* **Supplied data**
* Begin *
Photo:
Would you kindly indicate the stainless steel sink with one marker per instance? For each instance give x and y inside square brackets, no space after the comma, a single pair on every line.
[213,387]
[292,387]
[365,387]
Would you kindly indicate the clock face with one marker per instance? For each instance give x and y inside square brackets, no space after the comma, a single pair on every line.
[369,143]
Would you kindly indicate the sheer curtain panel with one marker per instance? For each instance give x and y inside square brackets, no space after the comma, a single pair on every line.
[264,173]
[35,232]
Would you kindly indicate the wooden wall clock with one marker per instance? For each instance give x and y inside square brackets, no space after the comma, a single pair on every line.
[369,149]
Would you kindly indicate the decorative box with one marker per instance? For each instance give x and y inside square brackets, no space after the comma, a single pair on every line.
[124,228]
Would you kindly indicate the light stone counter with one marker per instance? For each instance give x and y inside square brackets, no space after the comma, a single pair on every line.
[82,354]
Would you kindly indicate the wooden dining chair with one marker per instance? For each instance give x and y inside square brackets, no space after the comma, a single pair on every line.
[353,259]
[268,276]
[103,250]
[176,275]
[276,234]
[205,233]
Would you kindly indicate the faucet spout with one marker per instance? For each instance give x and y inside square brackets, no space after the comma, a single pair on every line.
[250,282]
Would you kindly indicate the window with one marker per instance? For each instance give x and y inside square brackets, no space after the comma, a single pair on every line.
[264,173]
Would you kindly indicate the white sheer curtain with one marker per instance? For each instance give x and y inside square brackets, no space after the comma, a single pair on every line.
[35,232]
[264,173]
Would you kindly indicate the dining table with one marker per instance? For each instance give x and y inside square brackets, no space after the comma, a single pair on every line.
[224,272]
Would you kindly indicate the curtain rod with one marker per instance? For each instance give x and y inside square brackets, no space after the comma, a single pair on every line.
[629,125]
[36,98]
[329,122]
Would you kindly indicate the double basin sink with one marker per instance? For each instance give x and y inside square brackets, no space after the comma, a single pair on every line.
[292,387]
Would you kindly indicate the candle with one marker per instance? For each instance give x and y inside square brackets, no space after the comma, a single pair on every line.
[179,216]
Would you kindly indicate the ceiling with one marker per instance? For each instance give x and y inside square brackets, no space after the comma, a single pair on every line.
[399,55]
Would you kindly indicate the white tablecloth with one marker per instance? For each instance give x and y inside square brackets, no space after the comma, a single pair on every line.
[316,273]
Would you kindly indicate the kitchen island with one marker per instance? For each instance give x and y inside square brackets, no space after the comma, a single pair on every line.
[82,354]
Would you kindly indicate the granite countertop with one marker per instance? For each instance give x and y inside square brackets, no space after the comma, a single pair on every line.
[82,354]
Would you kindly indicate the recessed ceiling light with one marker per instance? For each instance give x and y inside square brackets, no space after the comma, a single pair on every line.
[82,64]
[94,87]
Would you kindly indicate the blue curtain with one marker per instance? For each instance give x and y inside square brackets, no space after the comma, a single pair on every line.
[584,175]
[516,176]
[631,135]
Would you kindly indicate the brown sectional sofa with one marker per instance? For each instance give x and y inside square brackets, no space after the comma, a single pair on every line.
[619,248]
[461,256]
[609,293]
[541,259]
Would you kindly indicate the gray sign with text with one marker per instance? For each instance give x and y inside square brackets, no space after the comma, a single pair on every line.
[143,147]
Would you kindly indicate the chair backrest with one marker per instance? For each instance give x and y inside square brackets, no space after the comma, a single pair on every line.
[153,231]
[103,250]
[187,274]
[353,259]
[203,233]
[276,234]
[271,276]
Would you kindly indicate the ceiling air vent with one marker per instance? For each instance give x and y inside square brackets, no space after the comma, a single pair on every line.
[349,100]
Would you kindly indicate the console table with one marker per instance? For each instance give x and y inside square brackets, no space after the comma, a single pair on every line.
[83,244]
* End *
* **Task**
Update the lines starting at the one that contains "Would you kindly indicate the console" and running through the last line, replacing "console table" with "side table" and leaving everything else unchanged.

* **Finished task**
Would you kindly indicate the side table with one marker per instance? For each instance give x and y inside square brackets, no space after the comma, a single pair on every line.
[83,244]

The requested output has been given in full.